++++ Information provided ++++

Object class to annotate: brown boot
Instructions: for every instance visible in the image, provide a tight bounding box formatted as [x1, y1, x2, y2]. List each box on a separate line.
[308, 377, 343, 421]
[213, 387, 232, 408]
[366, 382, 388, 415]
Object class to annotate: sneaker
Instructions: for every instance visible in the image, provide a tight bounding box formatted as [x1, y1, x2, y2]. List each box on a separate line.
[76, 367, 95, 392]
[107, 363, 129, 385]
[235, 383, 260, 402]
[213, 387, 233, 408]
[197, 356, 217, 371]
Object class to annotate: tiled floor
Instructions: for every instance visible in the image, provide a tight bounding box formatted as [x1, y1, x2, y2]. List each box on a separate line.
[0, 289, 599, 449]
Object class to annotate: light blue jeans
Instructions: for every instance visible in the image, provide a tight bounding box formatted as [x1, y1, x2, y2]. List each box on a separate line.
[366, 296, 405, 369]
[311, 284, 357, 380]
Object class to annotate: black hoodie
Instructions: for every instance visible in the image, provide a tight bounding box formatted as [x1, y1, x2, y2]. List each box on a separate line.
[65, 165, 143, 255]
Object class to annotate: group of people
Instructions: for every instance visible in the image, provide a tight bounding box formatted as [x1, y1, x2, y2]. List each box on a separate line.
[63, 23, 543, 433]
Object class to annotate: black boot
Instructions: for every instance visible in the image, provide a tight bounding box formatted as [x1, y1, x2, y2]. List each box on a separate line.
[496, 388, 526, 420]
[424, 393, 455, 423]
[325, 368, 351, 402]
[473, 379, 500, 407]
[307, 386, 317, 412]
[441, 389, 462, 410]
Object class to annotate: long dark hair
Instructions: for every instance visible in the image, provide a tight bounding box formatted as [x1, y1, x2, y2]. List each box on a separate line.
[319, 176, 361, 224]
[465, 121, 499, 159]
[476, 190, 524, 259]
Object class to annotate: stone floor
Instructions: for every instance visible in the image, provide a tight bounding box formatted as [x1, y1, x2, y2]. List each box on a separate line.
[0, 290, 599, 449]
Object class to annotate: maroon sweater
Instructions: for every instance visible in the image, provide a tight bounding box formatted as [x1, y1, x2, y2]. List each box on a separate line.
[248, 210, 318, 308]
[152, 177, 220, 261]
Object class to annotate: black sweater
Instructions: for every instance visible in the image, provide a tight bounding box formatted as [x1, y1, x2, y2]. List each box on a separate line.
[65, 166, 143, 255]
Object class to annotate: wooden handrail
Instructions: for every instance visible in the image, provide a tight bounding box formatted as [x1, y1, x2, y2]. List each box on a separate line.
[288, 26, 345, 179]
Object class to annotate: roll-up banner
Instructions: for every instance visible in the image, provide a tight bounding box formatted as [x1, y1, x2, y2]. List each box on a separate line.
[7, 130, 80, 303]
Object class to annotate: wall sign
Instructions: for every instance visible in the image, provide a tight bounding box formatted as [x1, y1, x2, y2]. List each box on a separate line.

++++

Go through the data and copy every line that includes "floor".

• [Final answer]:
Object class to annotate: tiled floor
Object class to annotate: stone floor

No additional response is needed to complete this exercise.